### READING PASSAGE
Kees is now part of a lawsuit, filed March 11, that seeks to hold Iran accountable for the bombing, but his primary legal adversaries are bombing victims and family members who sued almost 15 years ago. A judge has already ruled they’re entitled to $2.6 billion in frozen Iranian assets, but appeals have kept the money from being dispersed.
The group of 80 bombing victims and family members, who are part of Kees’ lawsuit, want to be included.
Attorneys for plaintiffs in the original lawsuits argue they’ve done all the work to get this far and shouldn’t have to share the money.
While appeals have frustrated the original plaintiffs, they’re an opportunity for others, says American University law professor Steve Vladeck.
######
### EXERCISE DATA
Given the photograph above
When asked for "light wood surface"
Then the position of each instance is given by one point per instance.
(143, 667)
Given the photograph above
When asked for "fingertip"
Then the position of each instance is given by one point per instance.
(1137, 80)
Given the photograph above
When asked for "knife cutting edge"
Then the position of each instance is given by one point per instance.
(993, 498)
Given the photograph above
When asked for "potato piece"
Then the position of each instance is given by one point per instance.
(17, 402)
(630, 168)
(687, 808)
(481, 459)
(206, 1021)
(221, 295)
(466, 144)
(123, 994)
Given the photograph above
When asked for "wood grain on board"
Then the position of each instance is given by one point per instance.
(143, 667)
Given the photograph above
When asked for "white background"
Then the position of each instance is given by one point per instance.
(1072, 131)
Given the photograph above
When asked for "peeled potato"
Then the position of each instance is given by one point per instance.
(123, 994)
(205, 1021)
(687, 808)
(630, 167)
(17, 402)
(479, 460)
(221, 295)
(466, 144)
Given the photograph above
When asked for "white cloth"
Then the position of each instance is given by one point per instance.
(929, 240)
######
### EXERCISE DATA
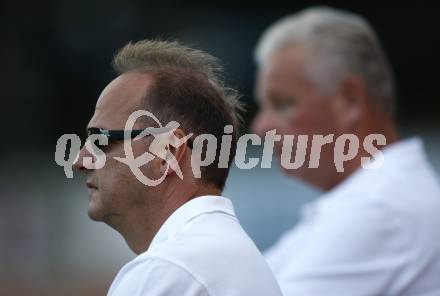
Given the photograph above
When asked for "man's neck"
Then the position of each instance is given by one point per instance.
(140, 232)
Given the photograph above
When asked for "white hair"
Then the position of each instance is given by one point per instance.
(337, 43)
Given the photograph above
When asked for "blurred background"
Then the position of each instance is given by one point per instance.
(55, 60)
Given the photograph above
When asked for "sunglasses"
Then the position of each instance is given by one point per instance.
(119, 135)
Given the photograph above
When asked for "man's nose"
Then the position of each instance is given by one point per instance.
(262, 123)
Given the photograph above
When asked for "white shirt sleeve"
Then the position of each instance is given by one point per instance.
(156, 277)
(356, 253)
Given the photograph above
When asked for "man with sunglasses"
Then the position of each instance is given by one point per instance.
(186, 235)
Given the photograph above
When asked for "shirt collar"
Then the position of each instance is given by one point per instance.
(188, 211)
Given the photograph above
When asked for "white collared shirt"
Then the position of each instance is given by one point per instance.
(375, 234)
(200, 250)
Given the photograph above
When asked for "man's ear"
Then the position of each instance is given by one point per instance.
######
### EXERCISE DATA
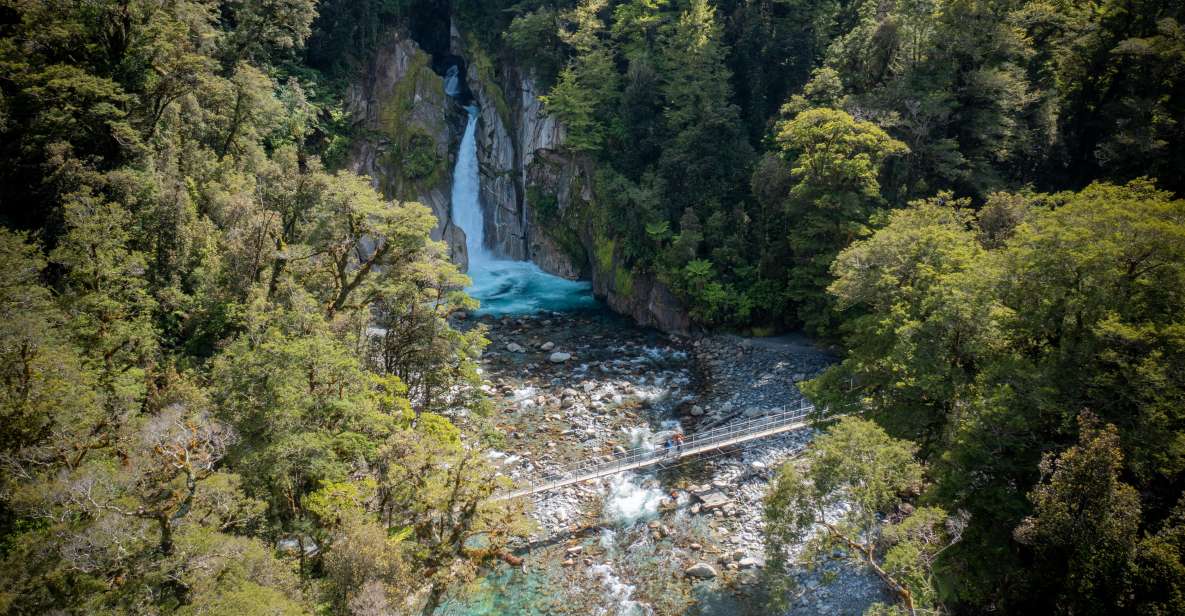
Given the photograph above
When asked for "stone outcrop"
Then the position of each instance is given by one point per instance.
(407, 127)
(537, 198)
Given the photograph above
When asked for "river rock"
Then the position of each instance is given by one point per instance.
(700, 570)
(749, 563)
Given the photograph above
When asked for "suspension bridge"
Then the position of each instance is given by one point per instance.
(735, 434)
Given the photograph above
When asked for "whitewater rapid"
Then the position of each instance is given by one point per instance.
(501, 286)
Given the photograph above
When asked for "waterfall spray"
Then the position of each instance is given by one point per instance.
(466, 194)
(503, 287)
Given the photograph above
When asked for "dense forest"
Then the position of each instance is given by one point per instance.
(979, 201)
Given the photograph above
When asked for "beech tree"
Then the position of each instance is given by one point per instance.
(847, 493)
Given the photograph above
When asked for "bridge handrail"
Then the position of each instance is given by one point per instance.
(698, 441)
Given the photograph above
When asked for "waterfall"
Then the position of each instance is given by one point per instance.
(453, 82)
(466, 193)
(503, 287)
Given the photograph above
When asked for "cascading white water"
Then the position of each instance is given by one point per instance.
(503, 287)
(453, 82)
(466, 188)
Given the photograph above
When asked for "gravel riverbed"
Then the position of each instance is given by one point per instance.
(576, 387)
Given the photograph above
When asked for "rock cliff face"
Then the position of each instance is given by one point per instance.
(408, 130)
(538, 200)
######
ACTIVITY >> Continue the passage about the lawsuit over frozen Iranian assets, picking up after its final sentence.

RESULT OF THE TASK >>
“The best thing these new plaintiffs have going for them is this case is still alive and the Iranian bank is still appealing and so it’s not as if they’re trying to come in after the door has closed and they’re trying to open it,” Vladeck said. “The question is gonna be can they show that had they been part of this litigation all along they would have been entitled to the same damages that have already been awarded. If it gets that far the plaintiffs have a pretty good chance.”
Attorneys in the earlier lawsuits argue the new plaintiffs would cause more delays in distributing the money. That’s true, Vladeck said, but he doesn’t think it would be more than a few months. He says there’s a bigger question for the plaintiffs.
“Do they have a good explanation why they weren’t part of the lawsuit at the beginning and why it shouldn’t be held against them that they’re showing up at the eleventh hour?” Vladeck said.
Kees said he didn’t know about the original cases until an attorney contacted him last year.
He said he didn’t pay much attention to the news, especially when the first cases were filed, and he suspects many of the new plaintiffs were similar to him. But, it shouldn’t matter, Kees said.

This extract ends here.